(Raw records)
_ _ _ _ _ _ _

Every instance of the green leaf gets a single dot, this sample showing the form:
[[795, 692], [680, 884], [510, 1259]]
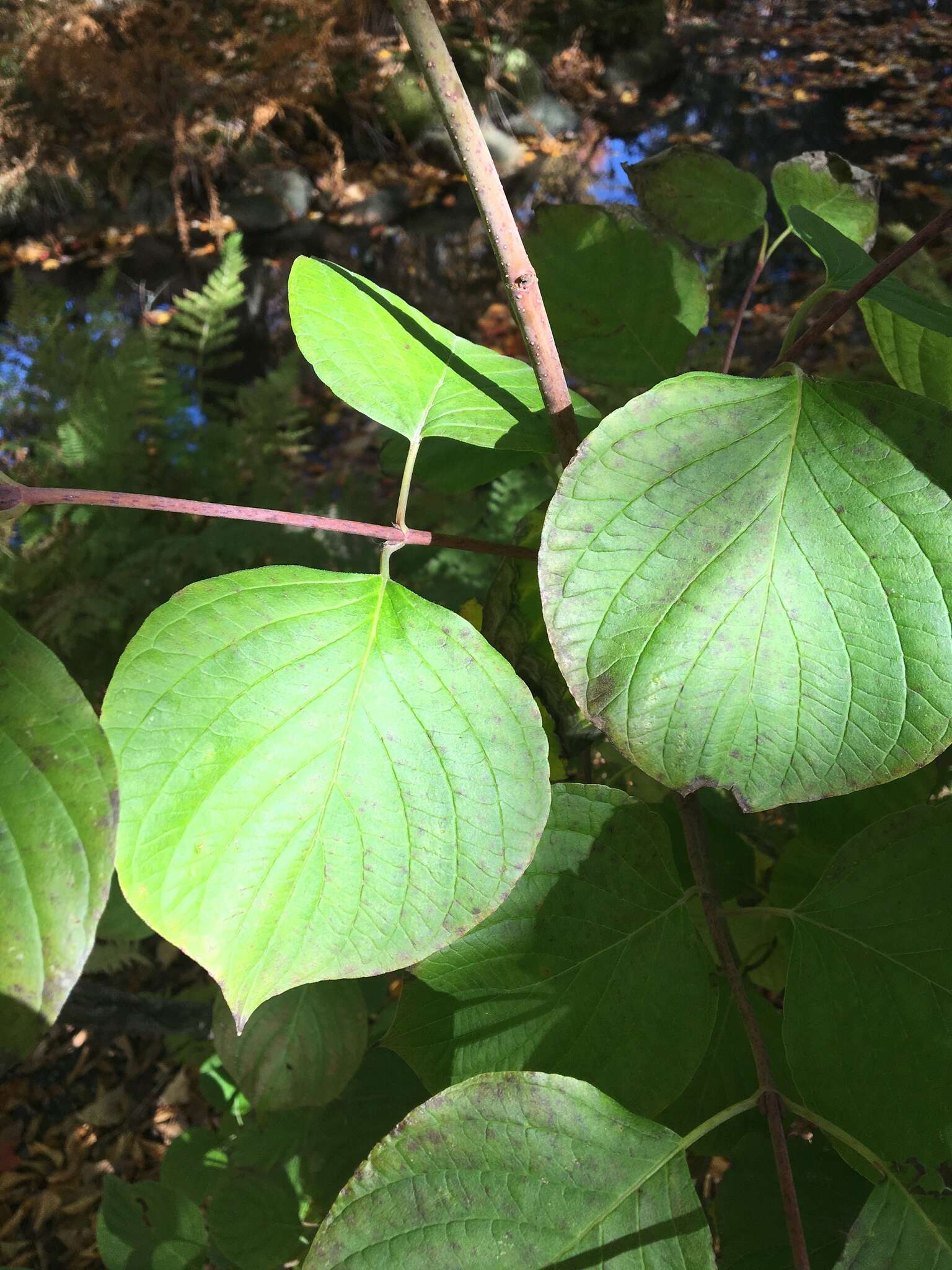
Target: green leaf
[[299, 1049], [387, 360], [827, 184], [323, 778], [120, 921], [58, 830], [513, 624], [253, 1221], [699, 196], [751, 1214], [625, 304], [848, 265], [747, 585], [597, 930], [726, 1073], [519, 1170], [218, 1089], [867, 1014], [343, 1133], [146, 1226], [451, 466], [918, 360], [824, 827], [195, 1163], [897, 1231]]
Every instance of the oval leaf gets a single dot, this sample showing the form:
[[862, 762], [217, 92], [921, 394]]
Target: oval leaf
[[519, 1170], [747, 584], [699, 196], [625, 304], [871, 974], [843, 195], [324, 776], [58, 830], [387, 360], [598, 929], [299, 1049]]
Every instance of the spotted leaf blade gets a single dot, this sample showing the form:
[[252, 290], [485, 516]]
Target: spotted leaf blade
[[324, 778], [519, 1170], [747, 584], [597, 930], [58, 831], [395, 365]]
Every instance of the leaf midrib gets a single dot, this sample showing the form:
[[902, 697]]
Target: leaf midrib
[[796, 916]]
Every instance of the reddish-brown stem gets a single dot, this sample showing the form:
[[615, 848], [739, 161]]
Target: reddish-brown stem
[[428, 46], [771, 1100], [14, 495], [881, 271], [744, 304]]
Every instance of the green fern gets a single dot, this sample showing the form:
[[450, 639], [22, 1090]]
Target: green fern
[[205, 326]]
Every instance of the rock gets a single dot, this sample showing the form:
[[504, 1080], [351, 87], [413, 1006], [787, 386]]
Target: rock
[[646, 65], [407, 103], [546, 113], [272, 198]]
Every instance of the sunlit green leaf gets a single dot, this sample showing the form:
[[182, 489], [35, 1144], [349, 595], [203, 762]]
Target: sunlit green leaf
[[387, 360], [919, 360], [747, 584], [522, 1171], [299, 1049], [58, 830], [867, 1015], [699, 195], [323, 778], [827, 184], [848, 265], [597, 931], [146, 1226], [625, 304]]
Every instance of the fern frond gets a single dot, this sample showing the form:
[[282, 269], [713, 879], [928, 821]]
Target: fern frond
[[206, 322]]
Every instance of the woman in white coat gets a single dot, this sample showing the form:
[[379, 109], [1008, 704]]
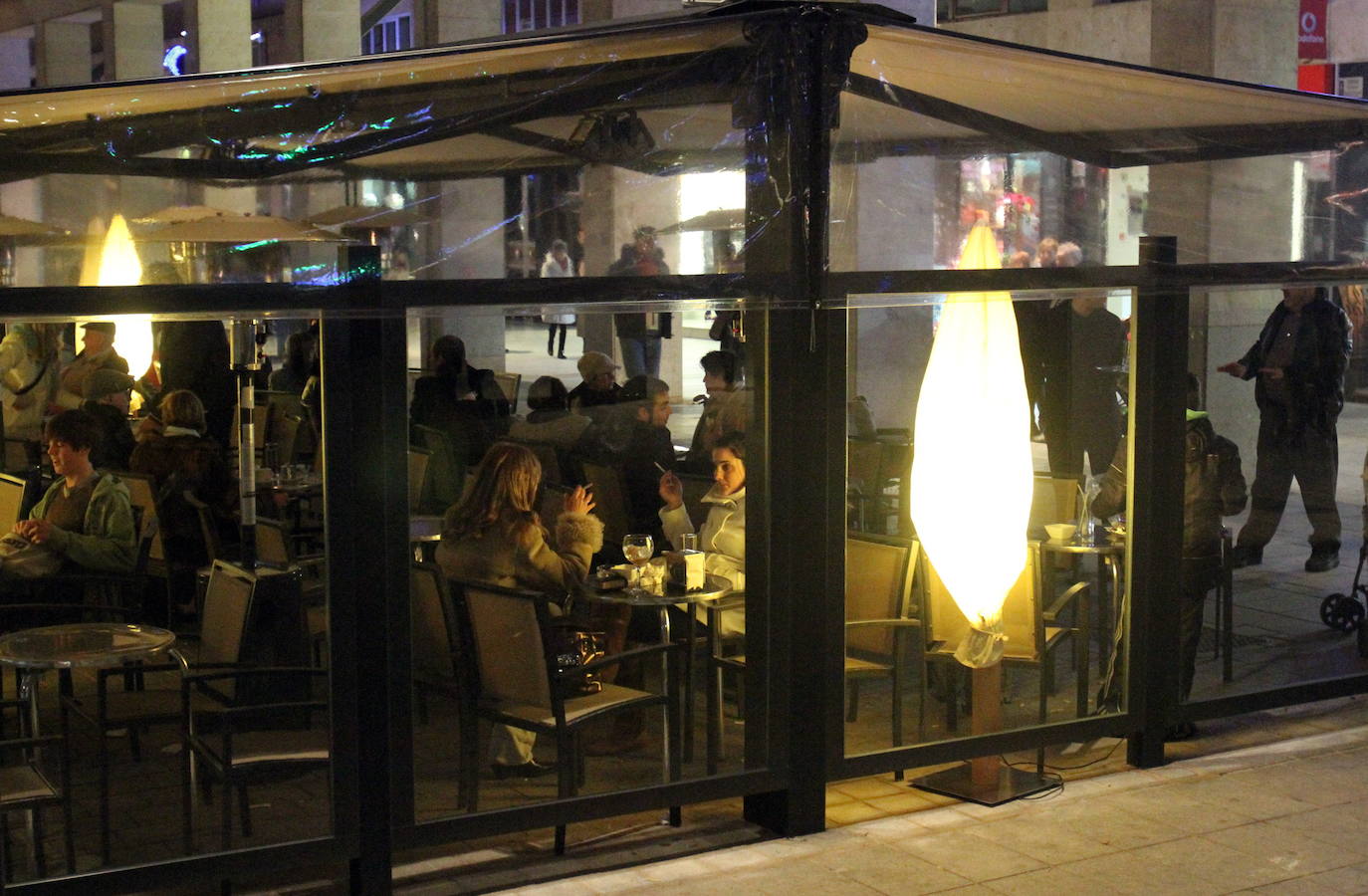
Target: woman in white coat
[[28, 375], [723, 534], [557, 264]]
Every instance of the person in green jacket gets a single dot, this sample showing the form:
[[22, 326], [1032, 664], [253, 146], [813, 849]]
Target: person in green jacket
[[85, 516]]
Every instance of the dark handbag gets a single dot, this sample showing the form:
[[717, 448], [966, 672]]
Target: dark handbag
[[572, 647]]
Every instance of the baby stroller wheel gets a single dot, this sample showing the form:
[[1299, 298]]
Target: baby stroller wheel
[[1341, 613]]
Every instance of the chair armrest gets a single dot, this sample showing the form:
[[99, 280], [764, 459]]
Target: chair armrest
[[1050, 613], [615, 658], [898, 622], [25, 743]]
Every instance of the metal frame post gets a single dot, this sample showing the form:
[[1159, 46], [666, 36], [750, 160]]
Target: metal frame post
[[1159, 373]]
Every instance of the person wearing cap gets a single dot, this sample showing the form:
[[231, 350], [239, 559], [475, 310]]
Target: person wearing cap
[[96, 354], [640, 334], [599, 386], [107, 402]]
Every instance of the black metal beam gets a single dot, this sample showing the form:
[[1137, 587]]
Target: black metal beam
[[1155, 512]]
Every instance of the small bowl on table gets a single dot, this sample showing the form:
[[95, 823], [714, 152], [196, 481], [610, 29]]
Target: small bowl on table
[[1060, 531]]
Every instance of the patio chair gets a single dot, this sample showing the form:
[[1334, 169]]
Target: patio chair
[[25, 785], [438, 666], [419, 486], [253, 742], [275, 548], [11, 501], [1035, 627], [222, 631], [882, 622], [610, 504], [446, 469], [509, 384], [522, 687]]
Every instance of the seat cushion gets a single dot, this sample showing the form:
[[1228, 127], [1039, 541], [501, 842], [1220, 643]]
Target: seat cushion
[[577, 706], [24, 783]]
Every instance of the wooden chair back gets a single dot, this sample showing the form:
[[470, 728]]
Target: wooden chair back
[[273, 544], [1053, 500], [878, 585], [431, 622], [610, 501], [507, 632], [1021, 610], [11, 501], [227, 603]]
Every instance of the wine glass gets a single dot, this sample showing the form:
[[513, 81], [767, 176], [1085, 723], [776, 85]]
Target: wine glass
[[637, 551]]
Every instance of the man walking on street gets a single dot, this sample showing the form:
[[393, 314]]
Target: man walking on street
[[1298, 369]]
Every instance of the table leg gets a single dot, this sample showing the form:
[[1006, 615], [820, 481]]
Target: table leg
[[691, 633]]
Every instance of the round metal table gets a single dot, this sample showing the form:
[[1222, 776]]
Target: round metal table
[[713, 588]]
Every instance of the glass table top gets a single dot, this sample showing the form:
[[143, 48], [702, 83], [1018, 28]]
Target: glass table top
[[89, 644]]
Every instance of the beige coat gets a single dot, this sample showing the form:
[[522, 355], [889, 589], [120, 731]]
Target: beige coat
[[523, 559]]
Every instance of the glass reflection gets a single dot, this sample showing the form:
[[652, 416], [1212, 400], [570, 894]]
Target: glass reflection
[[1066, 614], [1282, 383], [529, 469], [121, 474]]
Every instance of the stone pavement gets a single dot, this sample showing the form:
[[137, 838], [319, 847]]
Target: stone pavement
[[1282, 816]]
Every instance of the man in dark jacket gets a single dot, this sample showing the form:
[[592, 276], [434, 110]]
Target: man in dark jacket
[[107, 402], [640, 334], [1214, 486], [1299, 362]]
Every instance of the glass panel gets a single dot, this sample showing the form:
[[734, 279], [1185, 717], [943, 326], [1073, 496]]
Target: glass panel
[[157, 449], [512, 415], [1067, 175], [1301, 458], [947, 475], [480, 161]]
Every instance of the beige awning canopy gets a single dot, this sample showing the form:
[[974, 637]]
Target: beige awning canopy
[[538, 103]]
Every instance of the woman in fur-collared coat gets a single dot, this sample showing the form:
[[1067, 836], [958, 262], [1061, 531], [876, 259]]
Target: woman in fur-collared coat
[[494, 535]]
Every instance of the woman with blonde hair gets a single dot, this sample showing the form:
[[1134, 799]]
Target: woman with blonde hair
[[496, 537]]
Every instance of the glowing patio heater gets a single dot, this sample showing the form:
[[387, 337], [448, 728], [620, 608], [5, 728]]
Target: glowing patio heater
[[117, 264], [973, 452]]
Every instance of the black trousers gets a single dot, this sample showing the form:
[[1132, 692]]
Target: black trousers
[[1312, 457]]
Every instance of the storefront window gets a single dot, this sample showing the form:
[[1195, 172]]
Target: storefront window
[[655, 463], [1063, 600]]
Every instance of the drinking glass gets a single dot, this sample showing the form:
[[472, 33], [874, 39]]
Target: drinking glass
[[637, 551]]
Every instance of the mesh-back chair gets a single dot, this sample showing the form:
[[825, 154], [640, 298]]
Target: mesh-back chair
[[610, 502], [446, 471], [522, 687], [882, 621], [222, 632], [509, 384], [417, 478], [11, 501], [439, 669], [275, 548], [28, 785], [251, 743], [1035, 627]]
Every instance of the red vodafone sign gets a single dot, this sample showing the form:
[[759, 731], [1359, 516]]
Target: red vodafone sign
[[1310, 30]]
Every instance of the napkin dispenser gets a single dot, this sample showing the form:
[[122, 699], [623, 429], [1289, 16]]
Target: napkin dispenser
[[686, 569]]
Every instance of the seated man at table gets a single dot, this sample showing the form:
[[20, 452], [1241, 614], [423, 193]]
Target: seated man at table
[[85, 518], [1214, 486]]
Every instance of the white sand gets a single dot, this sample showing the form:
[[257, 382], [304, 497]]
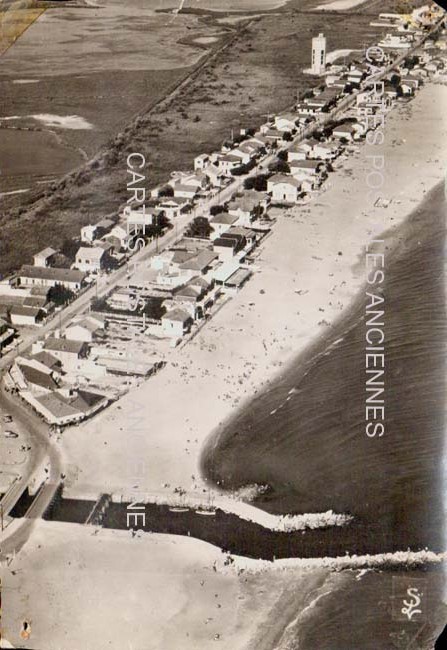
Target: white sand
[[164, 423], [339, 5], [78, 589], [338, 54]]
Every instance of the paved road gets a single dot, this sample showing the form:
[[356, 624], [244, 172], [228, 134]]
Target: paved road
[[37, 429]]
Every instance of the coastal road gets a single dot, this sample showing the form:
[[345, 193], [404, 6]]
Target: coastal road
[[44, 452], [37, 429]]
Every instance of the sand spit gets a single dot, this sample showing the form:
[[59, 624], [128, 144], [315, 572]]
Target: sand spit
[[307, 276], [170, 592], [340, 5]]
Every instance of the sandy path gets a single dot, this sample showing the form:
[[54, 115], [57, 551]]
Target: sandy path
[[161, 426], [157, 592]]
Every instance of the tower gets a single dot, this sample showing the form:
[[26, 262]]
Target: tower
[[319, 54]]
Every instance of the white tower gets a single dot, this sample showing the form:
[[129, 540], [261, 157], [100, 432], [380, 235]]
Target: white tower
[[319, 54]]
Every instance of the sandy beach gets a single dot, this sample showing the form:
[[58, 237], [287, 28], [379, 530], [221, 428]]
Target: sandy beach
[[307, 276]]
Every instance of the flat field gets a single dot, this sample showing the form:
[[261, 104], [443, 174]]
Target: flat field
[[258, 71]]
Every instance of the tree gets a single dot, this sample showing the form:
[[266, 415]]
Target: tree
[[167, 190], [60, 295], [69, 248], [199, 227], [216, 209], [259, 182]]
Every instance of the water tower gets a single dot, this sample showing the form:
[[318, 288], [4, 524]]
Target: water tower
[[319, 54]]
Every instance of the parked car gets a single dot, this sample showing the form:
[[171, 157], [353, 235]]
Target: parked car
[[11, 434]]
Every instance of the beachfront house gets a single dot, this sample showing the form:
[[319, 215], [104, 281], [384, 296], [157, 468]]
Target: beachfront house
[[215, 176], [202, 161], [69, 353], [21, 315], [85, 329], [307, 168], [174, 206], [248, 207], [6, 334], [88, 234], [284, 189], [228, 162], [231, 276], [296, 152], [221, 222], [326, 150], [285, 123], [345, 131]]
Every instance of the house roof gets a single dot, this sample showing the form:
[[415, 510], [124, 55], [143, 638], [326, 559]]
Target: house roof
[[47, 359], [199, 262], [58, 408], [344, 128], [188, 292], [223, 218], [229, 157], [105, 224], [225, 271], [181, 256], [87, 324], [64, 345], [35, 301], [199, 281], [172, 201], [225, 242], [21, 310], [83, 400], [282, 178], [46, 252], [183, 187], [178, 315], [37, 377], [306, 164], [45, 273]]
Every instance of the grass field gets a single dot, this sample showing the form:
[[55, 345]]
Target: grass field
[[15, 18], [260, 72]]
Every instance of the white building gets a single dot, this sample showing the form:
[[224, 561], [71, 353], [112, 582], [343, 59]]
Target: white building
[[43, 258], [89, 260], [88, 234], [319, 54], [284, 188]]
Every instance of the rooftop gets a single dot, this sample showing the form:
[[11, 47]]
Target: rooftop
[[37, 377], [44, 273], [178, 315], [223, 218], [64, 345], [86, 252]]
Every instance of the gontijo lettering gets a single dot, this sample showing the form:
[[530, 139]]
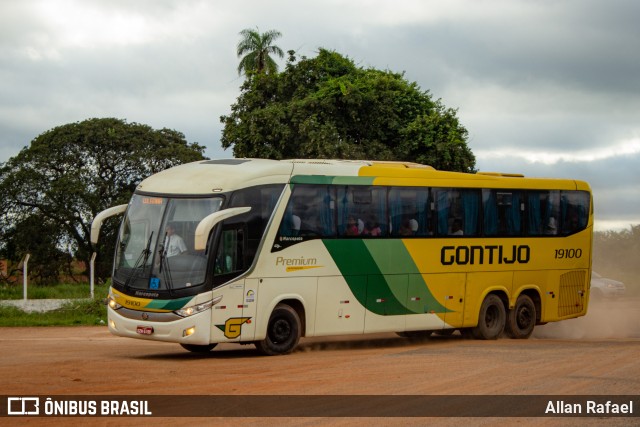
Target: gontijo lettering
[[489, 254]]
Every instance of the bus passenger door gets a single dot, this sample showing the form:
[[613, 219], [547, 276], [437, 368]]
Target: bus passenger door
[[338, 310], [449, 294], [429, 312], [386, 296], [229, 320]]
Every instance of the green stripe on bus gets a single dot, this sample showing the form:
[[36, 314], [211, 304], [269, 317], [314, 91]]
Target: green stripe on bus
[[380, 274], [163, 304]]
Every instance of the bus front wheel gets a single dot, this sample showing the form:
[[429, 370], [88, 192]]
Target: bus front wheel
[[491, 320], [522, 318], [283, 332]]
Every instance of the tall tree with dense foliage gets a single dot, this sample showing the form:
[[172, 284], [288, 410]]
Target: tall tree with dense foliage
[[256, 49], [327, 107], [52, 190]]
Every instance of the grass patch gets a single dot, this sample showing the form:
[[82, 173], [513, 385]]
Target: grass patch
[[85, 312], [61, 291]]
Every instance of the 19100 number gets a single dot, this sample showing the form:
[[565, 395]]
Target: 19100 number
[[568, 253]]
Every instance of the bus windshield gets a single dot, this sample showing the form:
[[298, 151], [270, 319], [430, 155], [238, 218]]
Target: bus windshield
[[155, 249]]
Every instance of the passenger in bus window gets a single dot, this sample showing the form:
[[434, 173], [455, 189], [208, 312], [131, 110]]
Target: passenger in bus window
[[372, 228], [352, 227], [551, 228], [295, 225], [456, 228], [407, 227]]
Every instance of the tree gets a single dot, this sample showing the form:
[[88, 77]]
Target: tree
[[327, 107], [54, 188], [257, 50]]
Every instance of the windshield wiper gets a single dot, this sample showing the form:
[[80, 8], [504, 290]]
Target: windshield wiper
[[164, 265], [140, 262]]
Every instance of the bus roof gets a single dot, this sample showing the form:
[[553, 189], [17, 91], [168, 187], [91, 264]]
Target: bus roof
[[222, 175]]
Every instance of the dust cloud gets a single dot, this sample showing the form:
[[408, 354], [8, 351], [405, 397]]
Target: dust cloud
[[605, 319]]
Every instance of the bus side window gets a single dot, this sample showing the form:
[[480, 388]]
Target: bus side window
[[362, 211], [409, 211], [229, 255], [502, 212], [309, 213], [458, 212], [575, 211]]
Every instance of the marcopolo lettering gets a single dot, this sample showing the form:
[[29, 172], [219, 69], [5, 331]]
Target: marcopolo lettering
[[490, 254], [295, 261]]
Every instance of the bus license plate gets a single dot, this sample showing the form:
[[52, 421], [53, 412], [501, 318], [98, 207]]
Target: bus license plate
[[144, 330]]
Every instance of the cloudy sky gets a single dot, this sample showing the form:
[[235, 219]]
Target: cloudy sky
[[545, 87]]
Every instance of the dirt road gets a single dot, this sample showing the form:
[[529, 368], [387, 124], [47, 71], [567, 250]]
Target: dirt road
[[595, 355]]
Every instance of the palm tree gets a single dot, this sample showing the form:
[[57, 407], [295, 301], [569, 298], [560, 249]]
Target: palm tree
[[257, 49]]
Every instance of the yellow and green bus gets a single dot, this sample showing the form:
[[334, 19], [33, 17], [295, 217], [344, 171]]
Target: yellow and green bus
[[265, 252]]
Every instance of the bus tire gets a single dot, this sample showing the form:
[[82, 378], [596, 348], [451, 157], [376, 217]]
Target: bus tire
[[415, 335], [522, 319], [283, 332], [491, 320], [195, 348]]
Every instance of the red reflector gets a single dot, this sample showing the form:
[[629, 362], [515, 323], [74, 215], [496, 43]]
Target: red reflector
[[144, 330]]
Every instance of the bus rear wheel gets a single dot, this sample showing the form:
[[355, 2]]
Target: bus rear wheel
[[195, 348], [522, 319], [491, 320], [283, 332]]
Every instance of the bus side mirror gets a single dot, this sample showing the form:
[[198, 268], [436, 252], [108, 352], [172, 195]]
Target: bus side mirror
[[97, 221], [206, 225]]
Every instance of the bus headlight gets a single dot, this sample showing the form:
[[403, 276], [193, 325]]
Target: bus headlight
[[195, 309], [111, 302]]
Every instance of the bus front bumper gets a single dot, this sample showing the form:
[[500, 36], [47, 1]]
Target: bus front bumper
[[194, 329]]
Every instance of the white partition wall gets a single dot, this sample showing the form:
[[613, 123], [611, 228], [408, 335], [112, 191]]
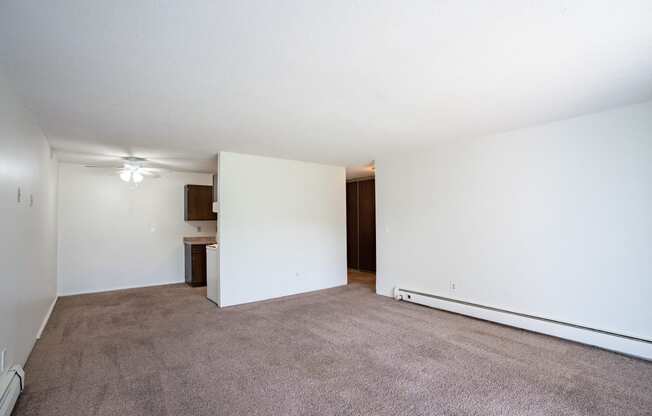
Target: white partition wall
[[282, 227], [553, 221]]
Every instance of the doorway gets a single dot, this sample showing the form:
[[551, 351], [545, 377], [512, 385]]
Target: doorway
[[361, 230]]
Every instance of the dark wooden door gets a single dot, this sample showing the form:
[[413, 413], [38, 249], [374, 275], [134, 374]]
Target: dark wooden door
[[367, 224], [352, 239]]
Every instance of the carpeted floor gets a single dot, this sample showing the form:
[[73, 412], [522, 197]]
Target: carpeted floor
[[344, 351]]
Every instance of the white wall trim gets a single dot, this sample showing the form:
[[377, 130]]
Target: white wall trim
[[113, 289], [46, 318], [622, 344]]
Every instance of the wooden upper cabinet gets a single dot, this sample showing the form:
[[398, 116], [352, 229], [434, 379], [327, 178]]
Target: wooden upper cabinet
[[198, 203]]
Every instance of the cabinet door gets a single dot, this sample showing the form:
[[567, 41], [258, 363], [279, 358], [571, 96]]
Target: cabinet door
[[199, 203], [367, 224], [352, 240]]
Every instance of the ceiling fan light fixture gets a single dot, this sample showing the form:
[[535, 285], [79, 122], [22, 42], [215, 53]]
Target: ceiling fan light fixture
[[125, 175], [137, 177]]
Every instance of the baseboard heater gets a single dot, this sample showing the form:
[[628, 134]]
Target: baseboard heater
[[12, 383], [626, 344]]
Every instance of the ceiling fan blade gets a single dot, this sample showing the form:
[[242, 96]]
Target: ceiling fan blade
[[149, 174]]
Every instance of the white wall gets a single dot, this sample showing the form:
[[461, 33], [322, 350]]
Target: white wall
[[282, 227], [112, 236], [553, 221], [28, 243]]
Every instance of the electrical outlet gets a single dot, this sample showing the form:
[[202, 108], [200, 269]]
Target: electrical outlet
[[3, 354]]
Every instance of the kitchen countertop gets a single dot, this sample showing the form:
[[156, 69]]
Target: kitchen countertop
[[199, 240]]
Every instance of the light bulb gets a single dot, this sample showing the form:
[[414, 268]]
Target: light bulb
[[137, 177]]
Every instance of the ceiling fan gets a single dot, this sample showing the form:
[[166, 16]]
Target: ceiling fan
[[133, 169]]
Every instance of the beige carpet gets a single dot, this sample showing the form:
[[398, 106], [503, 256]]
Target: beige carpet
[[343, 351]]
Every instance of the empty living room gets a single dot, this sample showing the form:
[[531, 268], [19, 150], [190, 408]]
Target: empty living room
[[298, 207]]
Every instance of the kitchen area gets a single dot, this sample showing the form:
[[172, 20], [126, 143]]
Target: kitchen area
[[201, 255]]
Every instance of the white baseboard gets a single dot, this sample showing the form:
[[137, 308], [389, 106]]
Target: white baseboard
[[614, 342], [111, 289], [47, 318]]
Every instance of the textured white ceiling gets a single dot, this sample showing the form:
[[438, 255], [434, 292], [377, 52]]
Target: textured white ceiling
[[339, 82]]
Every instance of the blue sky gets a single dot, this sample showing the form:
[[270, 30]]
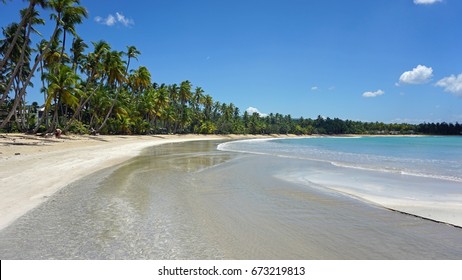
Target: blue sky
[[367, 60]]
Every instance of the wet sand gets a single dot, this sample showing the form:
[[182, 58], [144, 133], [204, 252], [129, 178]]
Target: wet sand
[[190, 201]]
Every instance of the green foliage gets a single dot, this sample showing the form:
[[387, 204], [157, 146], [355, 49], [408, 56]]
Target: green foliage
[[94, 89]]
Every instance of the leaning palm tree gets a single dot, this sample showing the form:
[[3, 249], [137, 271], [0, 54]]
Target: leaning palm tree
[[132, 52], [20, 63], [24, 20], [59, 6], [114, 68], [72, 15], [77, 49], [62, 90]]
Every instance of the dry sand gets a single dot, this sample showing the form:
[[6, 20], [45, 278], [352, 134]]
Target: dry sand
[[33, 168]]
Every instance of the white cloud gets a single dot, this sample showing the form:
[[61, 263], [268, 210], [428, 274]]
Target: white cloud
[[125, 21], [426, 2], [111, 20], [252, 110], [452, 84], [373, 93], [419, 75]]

_ _ _ _ _ _ _

_Given instruction_: Please repeat the rows above word for word, starting with the line that contains "Every instance of the spotted" and going on through the line that contains "[[796, 916]]", both of those lines included.

_Right answer_:
Every instance of the spotted leaf blade gets a single dot, this sample showing the form:
[[252, 290], [485, 516]]
Target: spotted leaf blade
[[324, 778], [519, 1170], [747, 584], [597, 930], [58, 831], [395, 365]]
Every instance of the leaf midrib gets a single dot, this sample showing the form:
[[902, 697]]
Target: leaf midrib
[[796, 916]]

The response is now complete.